▶ [Directions for this task] Put every line of the material below into a JSON list of strings, one string per line, leaving out any blank lines.
━━━━━━━━━━
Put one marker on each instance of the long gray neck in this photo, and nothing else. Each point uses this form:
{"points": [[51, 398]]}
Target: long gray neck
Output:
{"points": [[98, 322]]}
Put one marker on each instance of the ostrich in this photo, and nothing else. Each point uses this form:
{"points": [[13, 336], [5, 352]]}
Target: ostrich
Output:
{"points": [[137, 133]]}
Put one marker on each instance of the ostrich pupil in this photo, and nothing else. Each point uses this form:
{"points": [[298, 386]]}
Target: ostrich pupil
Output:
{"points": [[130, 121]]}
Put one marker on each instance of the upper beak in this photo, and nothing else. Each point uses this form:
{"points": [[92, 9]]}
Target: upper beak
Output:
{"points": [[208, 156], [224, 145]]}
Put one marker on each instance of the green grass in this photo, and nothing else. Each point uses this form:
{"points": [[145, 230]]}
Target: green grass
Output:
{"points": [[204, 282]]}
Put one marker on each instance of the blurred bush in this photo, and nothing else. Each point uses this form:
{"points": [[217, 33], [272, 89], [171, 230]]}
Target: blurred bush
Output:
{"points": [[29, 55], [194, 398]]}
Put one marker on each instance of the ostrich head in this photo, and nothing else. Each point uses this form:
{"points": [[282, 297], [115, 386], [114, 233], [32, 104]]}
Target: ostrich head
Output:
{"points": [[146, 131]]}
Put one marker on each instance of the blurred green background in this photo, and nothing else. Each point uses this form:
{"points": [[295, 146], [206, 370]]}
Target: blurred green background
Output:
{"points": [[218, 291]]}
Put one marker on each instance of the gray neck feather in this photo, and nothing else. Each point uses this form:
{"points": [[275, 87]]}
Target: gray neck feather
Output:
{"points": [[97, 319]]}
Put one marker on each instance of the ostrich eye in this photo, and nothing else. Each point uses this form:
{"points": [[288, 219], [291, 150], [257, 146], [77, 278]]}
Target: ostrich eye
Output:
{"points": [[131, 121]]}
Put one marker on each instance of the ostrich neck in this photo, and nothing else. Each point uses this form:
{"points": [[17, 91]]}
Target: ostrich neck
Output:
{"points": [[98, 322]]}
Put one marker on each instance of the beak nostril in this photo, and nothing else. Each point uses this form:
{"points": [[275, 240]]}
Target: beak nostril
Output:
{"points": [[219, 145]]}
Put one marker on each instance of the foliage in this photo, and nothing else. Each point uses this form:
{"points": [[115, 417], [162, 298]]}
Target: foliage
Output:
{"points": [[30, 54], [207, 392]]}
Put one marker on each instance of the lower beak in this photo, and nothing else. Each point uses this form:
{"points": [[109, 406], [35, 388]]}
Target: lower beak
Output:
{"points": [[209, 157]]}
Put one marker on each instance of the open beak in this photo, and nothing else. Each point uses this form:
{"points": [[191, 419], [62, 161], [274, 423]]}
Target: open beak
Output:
━━━━━━━━━━
▶ [Output below]
[
  "Put one marker on each instance of the long gray neck in this photo, and nothing else. Each point uses this form:",
  "{\"points\": [[51, 398]]}",
  "Target: long gray neck",
  "Output:",
  "{\"points\": [[98, 322]]}",
  "Put one marker on each instance of the ostrich in this photo, and nothing else. Each point uses this form:",
  "{\"points\": [[13, 336], [5, 352]]}",
  "Target: ostrich",
  "Output:",
  "{\"points\": [[137, 133]]}",
  "Put one marker on each instance of the ostrich pupil in this photo, and nothing else. Each point uses this form:",
  "{\"points\": [[298, 386]]}",
  "Target: ostrich pupil",
  "Output:",
  "{\"points\": [[130, 121]]}",
  "Put one marker on each instance of the upper beak in this photo, and nothing else. Each point uses this form:",
  "{\"points\": [[92, 9]]}",
  "Target: upper beak",
  "Output:",
  "{\"points\": [[208, 156], [224, 145]]}",
  "Put one marker on each instance of the green grass in this photo, and nothing else. Each point uses this form:",
  "{\"points\": [[145, 230]]}",
  "Target: green grass",
  "Output:",
  "{\"points\": [[204, 282]]}",
  "Put one marker on each instance of the blurred bush in this photo, and nothing else. Each point uses this form:",
  "{\"points\": [[217, 33], [272, 89], [171, 230]]}",
  "Target: blurred bush",
  "Output:",
  "{\"points\": [[29, 55], [194, 398]]}",
  "Put one marker on each instance of the ostrich head in this photo, and nothing else. Each point uses this form:",
  "{\"points\": [[282, 297], [115, 386], [114, 233], [32, 104]]}",
  "Target: ostrich head",
  "Output:",
  "{\"points\": [[146, 131]]}",
  "Put one marker on each instance of the blurred green background in this photo, and nothing else. Each point uses this form:",
  "{\"points\": [[295, 146], [206, 370]]}",
  "Target: blurred green background",
  "Output:",
  "{\"points\": [[218, 291]]}",
  "Put one marker on each instance of the gray neck feather in this photo, and nothing else. Each point uses this form:",
  "{\"points\": [[275, 87]]}",
  "Target: gray neck feather",
  "Output:",
  "{\"points\": [[97, 319]]}",
  "Put one marker on each instance of the ostrich eye in this photo, and nothing else. Each point uses this form:",
  "{\"points\": [[288, 219], [291, 150], [257, 146], [77, 278]]}",
  "Target: ostrich eye",
  "Output:",
  "{\"points\": [[131, 121]]}",
  "Put one marker on each instance of the ostrich neck in this photo, and nothing else. Each point uses this form:",
  "{\"points\": [[17, 91]]}",
  "Target: ostrich neck",
  "Output:",
  "{\"points\": [[98, 322]]}",
  "Put one marker on each instance of the beak nostril in this photo, and nothing else. Each point uses this form:",
  "{\"points\": [[275, 240]]}",
  "Target: beak nostril",
  "Output:",
  "{\"points\": [[219, 145]]}",
  "Put one marker on each instance of the foliage in this photo, and nothing else. Each point uses this form:",
  "{\"points\": [[115, 417], [162, 298]]}",
  "Target: foliage",
  "Output:",
  "{\"points\": [[30, 54], [207, 392]]}",
  "Put one marker on each instance of the lower beak in this photo, and nothing else. Each point uses this form:",
  "{\"points\": [[109, 406], [35, 388]]}",
  "Target: lower beak",
  "Output:",
  "{\"points\": [[209, 157]]}",
  "Put one marker on each instance of the open beak in this photo, and nothing else. Each point uses this form:",
  "{\"points\": [[191, 419], [62, 161], [274, 423]]}",
  "Target: open beak",
  "Output:"
]